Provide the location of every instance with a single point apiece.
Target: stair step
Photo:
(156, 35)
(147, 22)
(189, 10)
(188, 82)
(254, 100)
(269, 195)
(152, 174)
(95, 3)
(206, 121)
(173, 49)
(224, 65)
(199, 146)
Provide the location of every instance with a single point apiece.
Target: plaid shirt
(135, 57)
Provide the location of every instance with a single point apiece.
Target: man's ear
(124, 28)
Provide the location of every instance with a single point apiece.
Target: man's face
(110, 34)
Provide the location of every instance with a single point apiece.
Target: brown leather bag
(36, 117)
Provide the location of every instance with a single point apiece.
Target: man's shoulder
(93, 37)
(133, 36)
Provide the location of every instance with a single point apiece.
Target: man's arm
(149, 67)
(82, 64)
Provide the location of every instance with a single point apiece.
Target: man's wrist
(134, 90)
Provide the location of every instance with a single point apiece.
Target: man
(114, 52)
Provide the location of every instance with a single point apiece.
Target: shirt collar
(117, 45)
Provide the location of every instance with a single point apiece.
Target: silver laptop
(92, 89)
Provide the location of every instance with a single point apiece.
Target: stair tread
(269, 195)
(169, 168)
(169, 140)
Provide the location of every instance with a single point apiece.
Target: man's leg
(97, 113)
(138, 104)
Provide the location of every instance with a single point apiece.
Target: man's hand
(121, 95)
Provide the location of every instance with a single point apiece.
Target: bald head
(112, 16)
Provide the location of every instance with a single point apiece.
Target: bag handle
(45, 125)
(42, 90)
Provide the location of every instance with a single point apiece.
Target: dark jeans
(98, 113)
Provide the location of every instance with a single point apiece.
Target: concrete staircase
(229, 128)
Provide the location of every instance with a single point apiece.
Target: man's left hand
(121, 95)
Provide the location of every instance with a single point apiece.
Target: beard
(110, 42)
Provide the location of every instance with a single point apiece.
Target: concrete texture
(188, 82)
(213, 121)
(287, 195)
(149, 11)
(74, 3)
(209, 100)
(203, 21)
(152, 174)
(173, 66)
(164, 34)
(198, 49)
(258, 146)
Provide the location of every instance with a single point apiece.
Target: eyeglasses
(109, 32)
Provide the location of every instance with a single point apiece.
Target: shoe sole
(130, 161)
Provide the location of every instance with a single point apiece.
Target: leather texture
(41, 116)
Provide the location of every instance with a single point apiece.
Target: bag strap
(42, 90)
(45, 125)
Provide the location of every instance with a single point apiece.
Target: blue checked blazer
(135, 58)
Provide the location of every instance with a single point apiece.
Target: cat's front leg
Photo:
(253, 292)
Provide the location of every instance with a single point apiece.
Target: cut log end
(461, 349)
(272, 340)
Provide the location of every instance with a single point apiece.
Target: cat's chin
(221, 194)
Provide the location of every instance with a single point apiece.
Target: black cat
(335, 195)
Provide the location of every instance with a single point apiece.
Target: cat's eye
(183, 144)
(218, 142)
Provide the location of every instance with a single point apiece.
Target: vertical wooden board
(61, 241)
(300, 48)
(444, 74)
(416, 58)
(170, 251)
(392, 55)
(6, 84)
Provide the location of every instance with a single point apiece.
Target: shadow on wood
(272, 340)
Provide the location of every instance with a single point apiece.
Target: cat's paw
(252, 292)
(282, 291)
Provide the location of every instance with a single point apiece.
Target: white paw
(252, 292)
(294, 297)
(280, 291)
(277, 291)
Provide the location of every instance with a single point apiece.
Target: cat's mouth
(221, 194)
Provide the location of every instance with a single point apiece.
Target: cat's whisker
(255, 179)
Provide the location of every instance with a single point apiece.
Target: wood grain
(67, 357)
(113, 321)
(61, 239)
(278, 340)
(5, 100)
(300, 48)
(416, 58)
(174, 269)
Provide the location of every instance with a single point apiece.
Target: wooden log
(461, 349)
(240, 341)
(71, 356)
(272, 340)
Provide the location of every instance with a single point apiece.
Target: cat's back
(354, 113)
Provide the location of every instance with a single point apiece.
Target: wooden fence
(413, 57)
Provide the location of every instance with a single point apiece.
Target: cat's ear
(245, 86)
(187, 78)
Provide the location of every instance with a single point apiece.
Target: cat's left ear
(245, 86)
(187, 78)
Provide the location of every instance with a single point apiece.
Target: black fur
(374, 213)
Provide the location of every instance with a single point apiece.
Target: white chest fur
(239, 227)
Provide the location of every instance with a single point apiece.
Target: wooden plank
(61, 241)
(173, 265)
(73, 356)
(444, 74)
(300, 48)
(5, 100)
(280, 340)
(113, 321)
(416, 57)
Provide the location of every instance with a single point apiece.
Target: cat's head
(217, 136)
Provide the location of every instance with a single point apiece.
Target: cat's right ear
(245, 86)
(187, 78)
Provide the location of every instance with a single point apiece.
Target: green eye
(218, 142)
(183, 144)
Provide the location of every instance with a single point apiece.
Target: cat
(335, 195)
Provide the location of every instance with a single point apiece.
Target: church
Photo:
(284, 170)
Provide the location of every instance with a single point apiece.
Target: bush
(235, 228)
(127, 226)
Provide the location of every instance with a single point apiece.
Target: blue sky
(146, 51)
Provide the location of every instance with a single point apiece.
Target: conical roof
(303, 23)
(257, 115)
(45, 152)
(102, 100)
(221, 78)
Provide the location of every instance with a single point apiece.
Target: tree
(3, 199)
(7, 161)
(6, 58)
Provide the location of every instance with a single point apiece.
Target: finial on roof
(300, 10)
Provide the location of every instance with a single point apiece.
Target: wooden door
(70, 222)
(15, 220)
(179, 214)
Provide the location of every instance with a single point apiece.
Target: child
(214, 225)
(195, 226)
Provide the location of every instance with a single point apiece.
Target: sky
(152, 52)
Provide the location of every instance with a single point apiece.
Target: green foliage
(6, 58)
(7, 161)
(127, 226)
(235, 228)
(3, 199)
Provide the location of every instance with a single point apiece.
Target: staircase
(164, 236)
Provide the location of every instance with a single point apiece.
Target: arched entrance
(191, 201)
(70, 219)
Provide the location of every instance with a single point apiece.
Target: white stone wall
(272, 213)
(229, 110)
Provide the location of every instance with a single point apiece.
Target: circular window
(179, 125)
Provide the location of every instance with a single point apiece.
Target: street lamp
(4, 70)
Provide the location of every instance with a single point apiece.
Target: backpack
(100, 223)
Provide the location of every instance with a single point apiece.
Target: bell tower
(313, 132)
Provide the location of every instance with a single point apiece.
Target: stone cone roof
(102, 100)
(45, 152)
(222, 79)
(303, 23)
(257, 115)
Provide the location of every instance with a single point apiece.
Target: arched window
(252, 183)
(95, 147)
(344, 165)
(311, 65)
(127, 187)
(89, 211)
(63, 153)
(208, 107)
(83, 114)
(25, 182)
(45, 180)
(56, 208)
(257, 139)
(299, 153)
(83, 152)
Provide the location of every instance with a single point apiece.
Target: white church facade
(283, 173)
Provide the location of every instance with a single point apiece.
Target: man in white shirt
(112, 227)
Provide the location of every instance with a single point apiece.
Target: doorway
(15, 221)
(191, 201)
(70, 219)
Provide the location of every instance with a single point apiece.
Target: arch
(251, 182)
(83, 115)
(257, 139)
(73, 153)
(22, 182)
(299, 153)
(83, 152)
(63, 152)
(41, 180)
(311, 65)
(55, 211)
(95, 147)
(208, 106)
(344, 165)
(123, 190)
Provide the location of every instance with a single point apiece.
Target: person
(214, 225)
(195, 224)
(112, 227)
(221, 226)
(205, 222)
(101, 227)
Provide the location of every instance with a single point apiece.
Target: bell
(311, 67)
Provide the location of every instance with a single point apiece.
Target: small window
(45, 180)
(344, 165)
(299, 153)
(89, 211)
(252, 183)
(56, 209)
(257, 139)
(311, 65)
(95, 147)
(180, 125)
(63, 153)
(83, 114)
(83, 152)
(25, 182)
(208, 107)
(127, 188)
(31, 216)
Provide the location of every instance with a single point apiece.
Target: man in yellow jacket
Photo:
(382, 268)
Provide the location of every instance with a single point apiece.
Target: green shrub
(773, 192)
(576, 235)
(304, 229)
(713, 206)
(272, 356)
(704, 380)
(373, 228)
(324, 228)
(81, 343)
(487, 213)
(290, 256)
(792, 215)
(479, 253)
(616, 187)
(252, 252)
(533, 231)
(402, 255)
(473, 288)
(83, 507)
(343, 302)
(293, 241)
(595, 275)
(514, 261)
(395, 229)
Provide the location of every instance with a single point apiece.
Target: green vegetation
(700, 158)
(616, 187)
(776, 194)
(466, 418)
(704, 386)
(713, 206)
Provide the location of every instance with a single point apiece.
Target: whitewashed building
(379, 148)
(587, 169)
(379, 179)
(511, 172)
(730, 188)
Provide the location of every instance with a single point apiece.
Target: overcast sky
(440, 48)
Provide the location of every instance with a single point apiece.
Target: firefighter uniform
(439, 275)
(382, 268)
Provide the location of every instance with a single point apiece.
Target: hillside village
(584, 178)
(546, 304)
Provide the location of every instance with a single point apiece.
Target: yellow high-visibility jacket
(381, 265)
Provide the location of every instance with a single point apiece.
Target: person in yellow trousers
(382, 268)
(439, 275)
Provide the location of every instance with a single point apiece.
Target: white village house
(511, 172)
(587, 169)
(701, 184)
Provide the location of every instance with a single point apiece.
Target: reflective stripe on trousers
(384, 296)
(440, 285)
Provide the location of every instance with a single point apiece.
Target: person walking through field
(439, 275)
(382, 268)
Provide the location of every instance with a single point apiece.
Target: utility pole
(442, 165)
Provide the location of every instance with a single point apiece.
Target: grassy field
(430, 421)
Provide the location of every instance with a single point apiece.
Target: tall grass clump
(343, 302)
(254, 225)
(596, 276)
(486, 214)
*****
**WHAT IS REQUIRED**
Word for word, copy the line containing "Target: person in yellow trousers" and each line after it to the end of the records, and nothing besides.

**FINAL ANSWER**
Target: person in yellow trousers
(382, 268)
(439, 275)
Provide the location of every instance with a single point apiece.
Target: white village house
(511, 172)
(587, 169)
(701, 184)
Provide the location of every instance with a single point apiece.
Target: reflective stripe on trousers
(384, 296)
(440, 285)
Provide the location of every instance with a single point apiece.
Target: person walking through field
(439, 275)
(382, 268)
Provide the location of every instance with a single point apiece.
Target: utility pole
(442, 165)
Provide the location of every instance with a single point apiece.
Target: grassy field
(430, 421)
Provide the location of every instance with a single point apiece.
Target: tall grass clump
(343, 302)
(254, 225)
(596, 276)
(486, 214)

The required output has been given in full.